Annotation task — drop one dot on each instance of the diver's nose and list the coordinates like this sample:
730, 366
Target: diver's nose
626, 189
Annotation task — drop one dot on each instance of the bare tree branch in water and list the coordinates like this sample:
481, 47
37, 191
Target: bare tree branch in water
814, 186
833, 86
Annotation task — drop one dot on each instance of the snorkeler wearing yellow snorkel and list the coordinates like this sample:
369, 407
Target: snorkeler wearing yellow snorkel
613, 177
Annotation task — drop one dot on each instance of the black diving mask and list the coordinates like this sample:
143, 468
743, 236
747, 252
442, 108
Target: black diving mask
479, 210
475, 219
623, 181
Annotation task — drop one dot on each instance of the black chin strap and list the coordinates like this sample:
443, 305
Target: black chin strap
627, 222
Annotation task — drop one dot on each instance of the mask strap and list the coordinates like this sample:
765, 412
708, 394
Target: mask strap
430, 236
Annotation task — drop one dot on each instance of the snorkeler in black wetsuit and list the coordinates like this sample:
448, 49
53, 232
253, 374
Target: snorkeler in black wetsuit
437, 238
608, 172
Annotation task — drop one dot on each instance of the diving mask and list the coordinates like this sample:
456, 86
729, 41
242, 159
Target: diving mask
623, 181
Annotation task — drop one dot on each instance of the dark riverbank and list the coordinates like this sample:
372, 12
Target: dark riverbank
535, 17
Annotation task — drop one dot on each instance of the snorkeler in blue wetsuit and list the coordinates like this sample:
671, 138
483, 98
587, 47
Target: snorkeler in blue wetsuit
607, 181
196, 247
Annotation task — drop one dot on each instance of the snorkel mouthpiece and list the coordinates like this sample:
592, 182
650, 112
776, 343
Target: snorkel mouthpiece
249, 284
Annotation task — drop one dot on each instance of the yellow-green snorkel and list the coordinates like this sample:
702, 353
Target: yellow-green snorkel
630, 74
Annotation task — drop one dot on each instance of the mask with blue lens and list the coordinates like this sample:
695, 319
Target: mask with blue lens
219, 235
============================================================
• **About this exercise**: Down to the final line, write out all of the material exactly.

• **Task solution**:
Annotation task — drop one dot on each instance of the diver's nose and list the coordinates like this sample:
730, 366
Target: diver's nose
626, 189
Annotation task — drop one dot on each instance of the bare tree branch in water and list the coordinates like this sample:
481, 47
37, 191
Target: bare tree branch in water
814, 186
833, 86
Annotation task — drop one dot on each instance of the snorkeler wearing yellow snorkel and list the coordinates like this sample:
369, 407
Target: snorkeler wearing yellow snorkel
613, 177
Annotation task — drop one dot on each instance of the black diving mask and list the coordinates like this sample:
143, 468
743, 236
747, 252
442, 108
Target: black diving mask
479, 210
475, 219
623, 181
Annotation task — drop one dot on each instance of the black chin strap and list the coordinates like this sample:
443, 305
Target: black chin strap
627, 222
Annotation task — drop one dot on each instance of the mask strap and list the coordinates like this sample:
765, 412
708, 394
Target: mask strap
430, 236
Annotation task — drop one dot on each instance of the snorkeler in black wetsuit and list the coordinates like this sample:
448, 49
53, 232
253, 374
Target: snorkeler in black wetsuit
437, 238
608, 172
Annotation task — drop one dot on each instance of the diving mask and list the coordinates like this sample:
456, 86
729, 41
242, 159
Target: diving mask
623, 181
Annotation task — drop one dot on each instance of the dark riverbank and list the coordinates like this sample:
372, 12
Target: dark riverbank
535, 17
Annotation task — drop one dot on each instance of the snorkeler in blue wetsuit and list the coordinates like this sample:
671, 138
483, 98
587, 47
Target: snorkeler in blue wetsuit
607, 181
196, 247
Annotation task — drop one dot on each instance of the snorkel mouthpiece and list the coordinates like this sample:
592, 182
650, 112
776, 343
Target: snorkel mouthpiece
249, 284
Annotation task — drop one dot on each instance of the yellow-green snorkel and list the coordinates like this sample:
702, 353
Target: yellow-green snorkel
630, 74
Annotation task — drop one dot on each instance of the mask with blue lens and list the coordinates like this sample:
695, 319
Target: mask with blue lens
219, 235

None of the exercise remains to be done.